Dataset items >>
____

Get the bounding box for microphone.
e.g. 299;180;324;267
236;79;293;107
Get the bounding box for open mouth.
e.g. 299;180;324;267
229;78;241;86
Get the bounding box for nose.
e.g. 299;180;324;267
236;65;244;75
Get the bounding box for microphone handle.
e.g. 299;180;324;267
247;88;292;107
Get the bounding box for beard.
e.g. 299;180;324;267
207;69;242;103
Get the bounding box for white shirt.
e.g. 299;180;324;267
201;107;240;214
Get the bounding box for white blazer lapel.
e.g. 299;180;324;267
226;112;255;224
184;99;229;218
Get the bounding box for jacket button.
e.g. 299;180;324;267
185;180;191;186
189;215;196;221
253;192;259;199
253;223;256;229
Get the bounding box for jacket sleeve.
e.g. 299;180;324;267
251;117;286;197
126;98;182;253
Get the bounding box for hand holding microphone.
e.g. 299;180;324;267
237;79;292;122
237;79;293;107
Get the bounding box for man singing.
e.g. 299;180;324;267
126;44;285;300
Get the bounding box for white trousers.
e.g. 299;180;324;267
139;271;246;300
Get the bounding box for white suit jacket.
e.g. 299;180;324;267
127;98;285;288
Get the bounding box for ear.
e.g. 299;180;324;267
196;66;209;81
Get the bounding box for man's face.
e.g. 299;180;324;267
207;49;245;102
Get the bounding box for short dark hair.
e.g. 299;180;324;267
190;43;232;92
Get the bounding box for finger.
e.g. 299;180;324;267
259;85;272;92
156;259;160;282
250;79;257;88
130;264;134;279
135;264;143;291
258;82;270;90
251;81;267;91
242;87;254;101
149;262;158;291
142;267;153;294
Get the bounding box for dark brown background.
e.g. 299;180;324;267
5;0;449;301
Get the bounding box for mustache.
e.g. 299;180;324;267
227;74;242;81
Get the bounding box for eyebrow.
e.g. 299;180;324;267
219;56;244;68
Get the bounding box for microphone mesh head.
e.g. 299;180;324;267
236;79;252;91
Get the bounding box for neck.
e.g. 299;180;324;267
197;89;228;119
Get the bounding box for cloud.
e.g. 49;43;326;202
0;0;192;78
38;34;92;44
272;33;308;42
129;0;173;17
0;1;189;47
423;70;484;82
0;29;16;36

____

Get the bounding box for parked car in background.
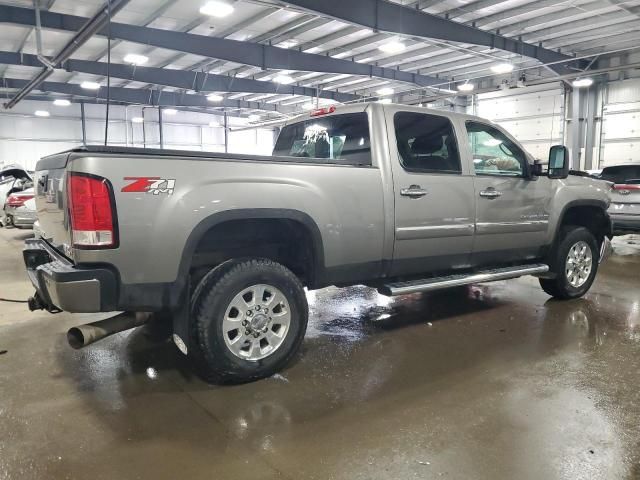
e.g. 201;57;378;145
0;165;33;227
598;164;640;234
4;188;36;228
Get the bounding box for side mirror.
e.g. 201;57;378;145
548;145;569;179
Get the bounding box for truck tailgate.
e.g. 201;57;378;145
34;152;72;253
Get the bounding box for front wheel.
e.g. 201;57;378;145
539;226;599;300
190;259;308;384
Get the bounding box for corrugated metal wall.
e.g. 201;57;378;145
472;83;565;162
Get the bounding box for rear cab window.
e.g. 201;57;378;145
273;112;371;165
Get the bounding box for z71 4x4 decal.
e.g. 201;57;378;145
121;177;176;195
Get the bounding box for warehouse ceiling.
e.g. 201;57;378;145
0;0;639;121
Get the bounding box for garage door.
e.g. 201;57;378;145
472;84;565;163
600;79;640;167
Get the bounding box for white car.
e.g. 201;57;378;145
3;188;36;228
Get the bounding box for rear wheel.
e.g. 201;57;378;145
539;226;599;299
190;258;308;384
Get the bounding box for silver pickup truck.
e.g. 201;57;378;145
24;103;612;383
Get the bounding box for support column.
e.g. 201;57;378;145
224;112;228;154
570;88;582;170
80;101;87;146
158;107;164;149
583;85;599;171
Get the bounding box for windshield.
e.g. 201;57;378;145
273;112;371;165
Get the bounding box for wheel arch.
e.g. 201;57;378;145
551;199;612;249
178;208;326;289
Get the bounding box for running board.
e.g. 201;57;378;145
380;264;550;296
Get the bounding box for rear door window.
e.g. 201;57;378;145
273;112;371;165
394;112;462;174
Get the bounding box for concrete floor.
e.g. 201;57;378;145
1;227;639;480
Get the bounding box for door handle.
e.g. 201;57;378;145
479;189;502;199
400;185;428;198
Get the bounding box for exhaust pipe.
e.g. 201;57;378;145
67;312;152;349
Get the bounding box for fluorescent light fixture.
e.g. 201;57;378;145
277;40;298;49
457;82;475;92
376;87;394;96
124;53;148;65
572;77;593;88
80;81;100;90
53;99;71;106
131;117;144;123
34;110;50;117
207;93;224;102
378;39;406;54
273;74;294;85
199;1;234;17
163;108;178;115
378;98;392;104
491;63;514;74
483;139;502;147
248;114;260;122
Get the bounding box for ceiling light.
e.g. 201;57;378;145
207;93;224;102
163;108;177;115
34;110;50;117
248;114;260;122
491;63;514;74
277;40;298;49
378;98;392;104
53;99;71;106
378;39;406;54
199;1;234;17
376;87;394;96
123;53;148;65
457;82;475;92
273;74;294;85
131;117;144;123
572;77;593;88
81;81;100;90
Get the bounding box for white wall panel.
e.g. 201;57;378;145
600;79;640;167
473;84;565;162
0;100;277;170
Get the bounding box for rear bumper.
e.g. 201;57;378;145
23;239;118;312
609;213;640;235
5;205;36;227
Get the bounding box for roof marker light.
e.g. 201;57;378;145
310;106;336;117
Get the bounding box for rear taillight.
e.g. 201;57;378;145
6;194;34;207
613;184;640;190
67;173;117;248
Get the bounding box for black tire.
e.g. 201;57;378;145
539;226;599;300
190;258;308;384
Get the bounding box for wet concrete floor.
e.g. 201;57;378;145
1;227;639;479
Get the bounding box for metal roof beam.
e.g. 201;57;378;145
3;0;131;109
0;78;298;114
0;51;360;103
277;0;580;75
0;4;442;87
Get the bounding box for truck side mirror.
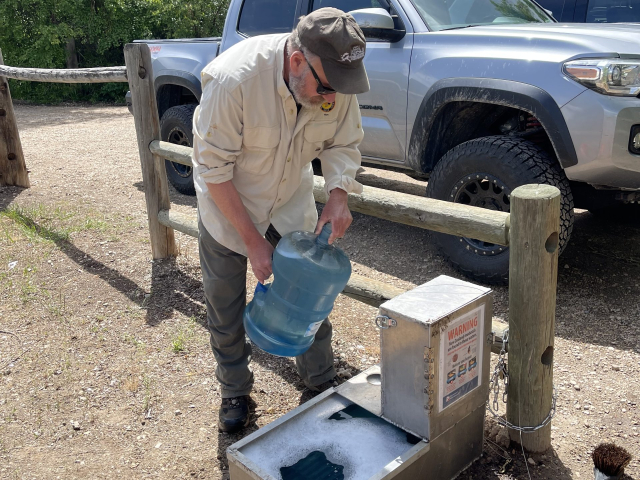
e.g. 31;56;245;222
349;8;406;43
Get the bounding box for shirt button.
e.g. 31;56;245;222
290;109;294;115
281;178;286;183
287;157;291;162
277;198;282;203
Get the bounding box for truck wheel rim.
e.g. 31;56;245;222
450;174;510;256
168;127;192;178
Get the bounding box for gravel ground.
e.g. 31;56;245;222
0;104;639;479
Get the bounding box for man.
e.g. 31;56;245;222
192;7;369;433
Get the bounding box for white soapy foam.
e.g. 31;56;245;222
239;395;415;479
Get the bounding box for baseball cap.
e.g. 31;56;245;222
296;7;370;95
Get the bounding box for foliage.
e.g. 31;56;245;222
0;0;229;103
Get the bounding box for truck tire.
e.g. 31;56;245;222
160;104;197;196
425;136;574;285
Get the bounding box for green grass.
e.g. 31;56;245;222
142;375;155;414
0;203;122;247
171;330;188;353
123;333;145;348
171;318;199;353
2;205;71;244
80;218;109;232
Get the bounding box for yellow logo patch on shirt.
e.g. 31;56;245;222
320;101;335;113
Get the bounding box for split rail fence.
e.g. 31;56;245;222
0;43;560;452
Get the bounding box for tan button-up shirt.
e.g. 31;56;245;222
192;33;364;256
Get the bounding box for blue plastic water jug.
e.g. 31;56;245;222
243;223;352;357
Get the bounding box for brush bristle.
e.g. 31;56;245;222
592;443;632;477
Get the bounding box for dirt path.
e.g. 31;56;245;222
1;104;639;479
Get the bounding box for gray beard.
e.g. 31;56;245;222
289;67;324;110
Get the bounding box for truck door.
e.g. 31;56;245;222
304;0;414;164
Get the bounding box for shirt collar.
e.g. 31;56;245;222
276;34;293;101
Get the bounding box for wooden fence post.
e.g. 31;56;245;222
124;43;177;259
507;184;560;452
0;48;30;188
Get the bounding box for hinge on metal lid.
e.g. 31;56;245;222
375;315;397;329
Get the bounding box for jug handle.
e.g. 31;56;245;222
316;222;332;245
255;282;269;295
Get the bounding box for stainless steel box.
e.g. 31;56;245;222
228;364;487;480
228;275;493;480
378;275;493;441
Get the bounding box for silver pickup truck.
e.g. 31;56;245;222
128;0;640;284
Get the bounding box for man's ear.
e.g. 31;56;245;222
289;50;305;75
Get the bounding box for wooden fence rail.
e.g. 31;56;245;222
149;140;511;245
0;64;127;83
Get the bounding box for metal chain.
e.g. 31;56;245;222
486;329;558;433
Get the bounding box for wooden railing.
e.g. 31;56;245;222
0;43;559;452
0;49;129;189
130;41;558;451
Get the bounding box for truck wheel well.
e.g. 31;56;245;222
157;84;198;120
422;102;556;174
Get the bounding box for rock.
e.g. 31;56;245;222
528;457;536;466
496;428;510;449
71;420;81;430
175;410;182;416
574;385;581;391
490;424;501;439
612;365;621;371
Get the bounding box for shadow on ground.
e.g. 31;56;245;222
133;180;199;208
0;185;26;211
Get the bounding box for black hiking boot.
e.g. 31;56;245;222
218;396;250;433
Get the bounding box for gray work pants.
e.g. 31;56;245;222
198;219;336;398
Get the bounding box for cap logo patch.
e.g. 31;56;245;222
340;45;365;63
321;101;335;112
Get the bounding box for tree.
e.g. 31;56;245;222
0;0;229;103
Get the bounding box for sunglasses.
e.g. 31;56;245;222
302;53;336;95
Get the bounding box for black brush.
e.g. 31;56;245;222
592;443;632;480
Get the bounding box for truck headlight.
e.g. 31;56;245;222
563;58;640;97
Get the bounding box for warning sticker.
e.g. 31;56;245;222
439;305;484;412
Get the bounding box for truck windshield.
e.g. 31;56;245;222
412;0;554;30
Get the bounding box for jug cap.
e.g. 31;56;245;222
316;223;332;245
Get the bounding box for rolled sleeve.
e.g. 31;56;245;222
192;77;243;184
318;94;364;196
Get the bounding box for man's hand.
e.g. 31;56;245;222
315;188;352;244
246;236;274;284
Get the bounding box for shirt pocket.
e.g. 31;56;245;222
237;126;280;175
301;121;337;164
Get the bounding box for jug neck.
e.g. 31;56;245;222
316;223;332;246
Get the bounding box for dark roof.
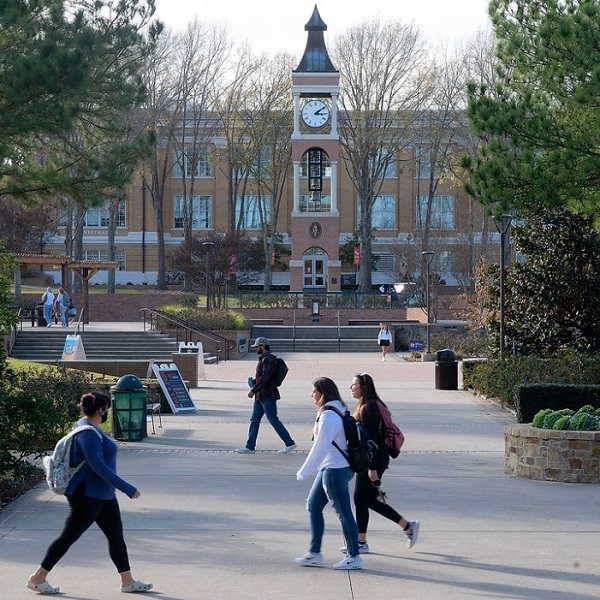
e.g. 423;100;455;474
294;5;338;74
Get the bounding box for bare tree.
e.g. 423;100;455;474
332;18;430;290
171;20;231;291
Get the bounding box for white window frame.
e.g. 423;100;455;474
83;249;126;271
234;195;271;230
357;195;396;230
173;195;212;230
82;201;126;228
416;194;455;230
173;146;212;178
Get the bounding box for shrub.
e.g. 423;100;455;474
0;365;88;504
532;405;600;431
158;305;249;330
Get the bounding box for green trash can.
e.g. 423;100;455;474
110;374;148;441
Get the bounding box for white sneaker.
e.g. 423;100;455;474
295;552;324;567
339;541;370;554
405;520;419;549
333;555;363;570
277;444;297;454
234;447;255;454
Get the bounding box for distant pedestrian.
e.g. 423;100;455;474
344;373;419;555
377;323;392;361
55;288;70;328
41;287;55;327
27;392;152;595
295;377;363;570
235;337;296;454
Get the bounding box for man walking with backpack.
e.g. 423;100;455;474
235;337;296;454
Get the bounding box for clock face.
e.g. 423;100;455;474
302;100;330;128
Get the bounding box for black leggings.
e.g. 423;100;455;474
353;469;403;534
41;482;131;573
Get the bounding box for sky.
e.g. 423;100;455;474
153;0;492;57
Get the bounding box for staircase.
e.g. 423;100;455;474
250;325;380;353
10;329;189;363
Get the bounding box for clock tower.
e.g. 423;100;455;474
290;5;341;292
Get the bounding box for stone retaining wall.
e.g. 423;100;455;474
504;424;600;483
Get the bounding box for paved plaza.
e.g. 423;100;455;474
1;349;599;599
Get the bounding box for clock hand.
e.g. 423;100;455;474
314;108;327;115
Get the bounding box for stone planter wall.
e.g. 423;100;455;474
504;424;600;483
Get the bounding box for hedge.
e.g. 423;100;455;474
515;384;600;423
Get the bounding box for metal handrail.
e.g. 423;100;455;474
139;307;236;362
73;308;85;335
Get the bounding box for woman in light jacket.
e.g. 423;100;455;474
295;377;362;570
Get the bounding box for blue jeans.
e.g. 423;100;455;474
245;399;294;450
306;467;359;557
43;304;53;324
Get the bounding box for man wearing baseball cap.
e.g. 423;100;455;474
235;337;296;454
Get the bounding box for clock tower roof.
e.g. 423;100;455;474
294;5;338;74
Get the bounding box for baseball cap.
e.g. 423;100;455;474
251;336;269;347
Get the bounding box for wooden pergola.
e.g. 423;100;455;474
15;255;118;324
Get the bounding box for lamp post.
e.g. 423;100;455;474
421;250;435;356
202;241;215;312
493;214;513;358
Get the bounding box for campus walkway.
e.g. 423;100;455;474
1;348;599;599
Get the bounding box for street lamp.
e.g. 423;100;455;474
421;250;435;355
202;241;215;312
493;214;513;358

____

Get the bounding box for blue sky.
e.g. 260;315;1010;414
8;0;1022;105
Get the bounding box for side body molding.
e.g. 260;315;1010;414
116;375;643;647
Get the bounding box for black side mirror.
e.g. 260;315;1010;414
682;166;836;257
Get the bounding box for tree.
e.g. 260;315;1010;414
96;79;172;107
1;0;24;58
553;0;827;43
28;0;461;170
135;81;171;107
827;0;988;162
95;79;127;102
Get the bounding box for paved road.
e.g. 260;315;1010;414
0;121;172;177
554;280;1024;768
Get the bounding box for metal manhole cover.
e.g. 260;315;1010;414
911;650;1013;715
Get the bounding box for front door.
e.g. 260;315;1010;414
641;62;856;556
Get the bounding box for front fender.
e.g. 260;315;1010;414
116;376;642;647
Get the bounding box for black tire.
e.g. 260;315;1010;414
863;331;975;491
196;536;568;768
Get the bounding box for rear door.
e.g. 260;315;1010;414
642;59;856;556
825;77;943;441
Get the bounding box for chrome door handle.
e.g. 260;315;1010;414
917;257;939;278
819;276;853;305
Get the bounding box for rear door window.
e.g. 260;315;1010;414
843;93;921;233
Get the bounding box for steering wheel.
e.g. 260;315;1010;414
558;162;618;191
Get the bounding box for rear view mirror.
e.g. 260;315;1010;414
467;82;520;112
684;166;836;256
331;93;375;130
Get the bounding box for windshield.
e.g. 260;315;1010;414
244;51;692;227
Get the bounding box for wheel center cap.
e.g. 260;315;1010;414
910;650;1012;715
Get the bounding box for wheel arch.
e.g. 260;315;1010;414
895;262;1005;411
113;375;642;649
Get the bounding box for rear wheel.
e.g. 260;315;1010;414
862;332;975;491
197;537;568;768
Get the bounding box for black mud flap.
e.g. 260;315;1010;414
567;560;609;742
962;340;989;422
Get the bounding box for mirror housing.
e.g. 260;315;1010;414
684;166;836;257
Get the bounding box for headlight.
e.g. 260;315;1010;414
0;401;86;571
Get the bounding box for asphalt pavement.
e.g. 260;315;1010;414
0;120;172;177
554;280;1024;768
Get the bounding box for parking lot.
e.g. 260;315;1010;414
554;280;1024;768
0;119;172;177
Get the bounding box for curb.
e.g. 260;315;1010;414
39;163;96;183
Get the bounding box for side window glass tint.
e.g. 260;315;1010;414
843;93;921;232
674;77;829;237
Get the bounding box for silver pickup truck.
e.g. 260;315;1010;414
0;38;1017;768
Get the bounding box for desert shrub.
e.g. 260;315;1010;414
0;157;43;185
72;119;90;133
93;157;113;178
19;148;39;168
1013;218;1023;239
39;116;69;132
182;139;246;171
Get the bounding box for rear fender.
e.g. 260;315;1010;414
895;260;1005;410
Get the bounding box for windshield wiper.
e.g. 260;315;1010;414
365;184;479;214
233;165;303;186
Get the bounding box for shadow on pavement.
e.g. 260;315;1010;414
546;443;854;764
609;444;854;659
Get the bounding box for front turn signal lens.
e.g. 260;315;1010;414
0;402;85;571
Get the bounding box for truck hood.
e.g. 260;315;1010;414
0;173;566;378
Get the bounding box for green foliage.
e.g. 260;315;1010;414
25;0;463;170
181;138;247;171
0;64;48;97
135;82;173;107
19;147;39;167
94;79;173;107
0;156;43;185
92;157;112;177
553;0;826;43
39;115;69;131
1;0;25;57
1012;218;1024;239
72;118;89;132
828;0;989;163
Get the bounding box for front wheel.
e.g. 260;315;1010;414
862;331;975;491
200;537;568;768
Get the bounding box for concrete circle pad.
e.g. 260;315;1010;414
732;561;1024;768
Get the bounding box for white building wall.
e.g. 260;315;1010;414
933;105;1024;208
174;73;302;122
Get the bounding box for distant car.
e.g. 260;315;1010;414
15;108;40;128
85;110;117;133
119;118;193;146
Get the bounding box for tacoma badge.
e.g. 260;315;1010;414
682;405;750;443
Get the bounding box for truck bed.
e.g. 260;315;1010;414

____

Assignment >>
An answer is complete only when it holds every line above containing the string "brush".

Answer >>
Get the bounding box for brush bristle.
Get the bounding box for black brush.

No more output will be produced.